TASK A:
Using the Mont Ventoux cycling text, answer these:
(i) What is the average incline on the way up?
(ii) How many times has the mountain featured in the Tour de France since 1951?
(iii) How long are the descents back down?

SOURCE TEXT:
▼

Mont Ventoux cycling tour

Rising sharply out of the Provençale countryside, Mont Ventoux has become a pilgrimage for cycling enthusiasts wanting to test their mettle against the might of one of ‘le Tour’s’ most punishing climbs. And testing this is, with inclines on the way up averaging around 7 percent (and steeper in some sections) and the famously ‘bald’ summit at the mercy of the stinging mistral winds.
But while Ventoux might strike fear into the hearts of the Tour de France greats, with the right preparation and the support of a small group tour pedalling to the top is a challenge within the grasp of most enthusiastic casual riders.
And what goes up must go down; kilometres of smooth, glorious decent await those who reach the summit, with cyclists amply rewarded after their ride with the ubiquitous French lager – un pression if you want to sound in-the-know – or a café accompanying a tasty plat du jour. Vive les vacances, vive le Ventoux!

Mont Ventoux & Le Tour de France

The ‘Beast of Provence’ is the stuff of Tour de France legend; one of the most gruelling climbs on the tour circuit it has featured 15 times since 1951, with 10 stage finishes at its summit.

Dreams have been dramatically made and dashed here; in 2016 Chris Froome found himself jogging part way up the mountain after a crash with a motorcycle damaged his bike. And the memorial to British cyclist Tom Simpson, who collapsed just half a kilometre from the summit in 1969, offers a sobering reminder that this is a mountain to be taken seriously. Slow and steady most certainly wins this race.

What does a Mont Ventoux cycling weekend entail?

Typically, cycling holidays focusing on Mont Ventoux are short, taking place over a weekend, and will see you climb the mountain twice by two of the three different routes on offer, including the tough climb from Bedoin favoured by the Tour de France. Both routes involve around 21 km of ascent to the summit. These holidays may pay homage to ‘le Tour’ but they aren’t a race. Your achievement is measured in how you complete each climb, cheered on not by hordes of spectators but the camaraderie of your cycling companions and expert guide.

Andy Ross, cycling expert at our supplier Exodus:
“Tackle the climb in under an hour and prepare to turn pro or call in the UCI doing control. Under 1hr 30 is very good for an amateur. Riding all the way without stopping, regardless of time, is the biggest achievement in my opinion.”
While you can expect to be bathed in warm Provençale sunshine on the way up, Mont Ventoux is so-named for a reason (vent being wind in French) and its open, unprotected summit can be chilly. Sweaty bodies will need extra layers to keep warm, and to stop wind-chill detracting from the pleasure of those magnificent descents – of between 30 and 35km – back down.

▲

TASK B: Duplicate the records, beginning at their first line and stopping after the line that contains "Provide the mask of every instance of the man's". Leave the pictures out.

RAW DATA:
▼

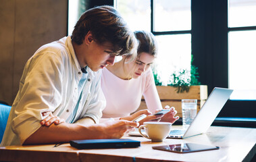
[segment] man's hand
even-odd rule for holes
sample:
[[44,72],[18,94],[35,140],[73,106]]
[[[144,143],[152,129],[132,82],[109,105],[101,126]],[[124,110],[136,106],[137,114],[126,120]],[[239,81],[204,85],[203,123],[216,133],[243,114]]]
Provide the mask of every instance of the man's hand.
[[100,138],[120,138],[126,132],[133,131],[138,123],[128,120],[113,120],[95,125],[101,134]]
[[170,111],[164,115],[164,116],[161,119],[161,122],[171,122],[174,124],[180,118],[179,116],[175,117],[175,115],[177,114],[177,111],[175,110],[175,108],[174,107],[170,108],[170,107],[167,105],[165,106],[165,109],[170,109]]
[[145,114],[147,116],[138,122],[139,126],[143,124],[143,122],[149,122],[149,121],[159,122],[161,120],[161,117],[162,117],[163,116],[163,115],[161,115],[161,114],[152,115],[152,113],[150,112],[148,109],[143,109],[143,110],[138,111],[137,112],[134,113],[134,114],[132,114],[130,116],[121,117],[121,119],[131,121],[131,120],[133,120],[134,119],[135,119],[136,117],[138,117],[139,115],[140,115],[142,114]]
[[46,116],[49,115],[45,119],[42,120],[40,124],[43,126],[50,126],[52,124],[55,124],[55,125],[65,123],[65,120],[63,119],[61,119],[57,116],[54,116],[51,111],[47,111],[42,113],[43,116]]

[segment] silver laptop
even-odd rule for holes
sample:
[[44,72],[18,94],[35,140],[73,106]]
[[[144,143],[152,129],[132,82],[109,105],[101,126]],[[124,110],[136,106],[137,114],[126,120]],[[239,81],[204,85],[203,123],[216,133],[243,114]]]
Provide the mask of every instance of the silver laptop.
[[[205,133],[232,92],[231,89],[214,88],[190,126],[186,130],[171,130],[168,138],[184,138]],[[132,132],[129,135],[138,136],[140,134]]]

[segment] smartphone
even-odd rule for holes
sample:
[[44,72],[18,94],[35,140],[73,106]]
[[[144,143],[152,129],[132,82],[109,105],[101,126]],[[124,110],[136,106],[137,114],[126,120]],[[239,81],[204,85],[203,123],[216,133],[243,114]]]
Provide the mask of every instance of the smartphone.
[[162,109],[162,110],[158,111],[157,113],[155,113],[154,115],[159,115],[159,114],[165,114],[168,112],[169,112],[170,111],[170,109]]
[[209,150],[219,149],[220,147],[195,143],[184,143],[177,144],[152,146],[153,149],[166,151],[177,153],[188,153]]
[[147,115],[145,114],[143,114],[143,115],[140,115],[140,116],[136,117],[135,119],[134,119],[132,120],[132,122],[140,122],[140,120],[143,119],[144,118],[145,118],[147,117]]

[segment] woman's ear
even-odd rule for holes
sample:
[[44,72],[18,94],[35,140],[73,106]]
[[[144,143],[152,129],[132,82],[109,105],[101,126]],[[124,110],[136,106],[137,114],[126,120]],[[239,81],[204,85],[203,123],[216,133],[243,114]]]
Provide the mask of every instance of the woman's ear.
[[93,34],[91,31],[87,32],[87,34],[84,37],[84,42],[86,45],[91,44],[93,40]]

▲

WRITTEN ANSWER A:
(i) Around 7 percent
(ii) 15 times
(iii) Between 30 and 35 km

WRITTEN ANSWER B:
[segment] man's hand
even-odd rule for holes
sample:
[[44,72],[18,94],[35,140],[73,106]]
[[[144,143],[152,129],[132,82],[109,105],[101,126]],[[124,110],[136,106],[137,114],[126,120]],[[239,81],[204,85],[203,123],[216,133],[243,114]]]
Provide the mask of every instance of the man's hand.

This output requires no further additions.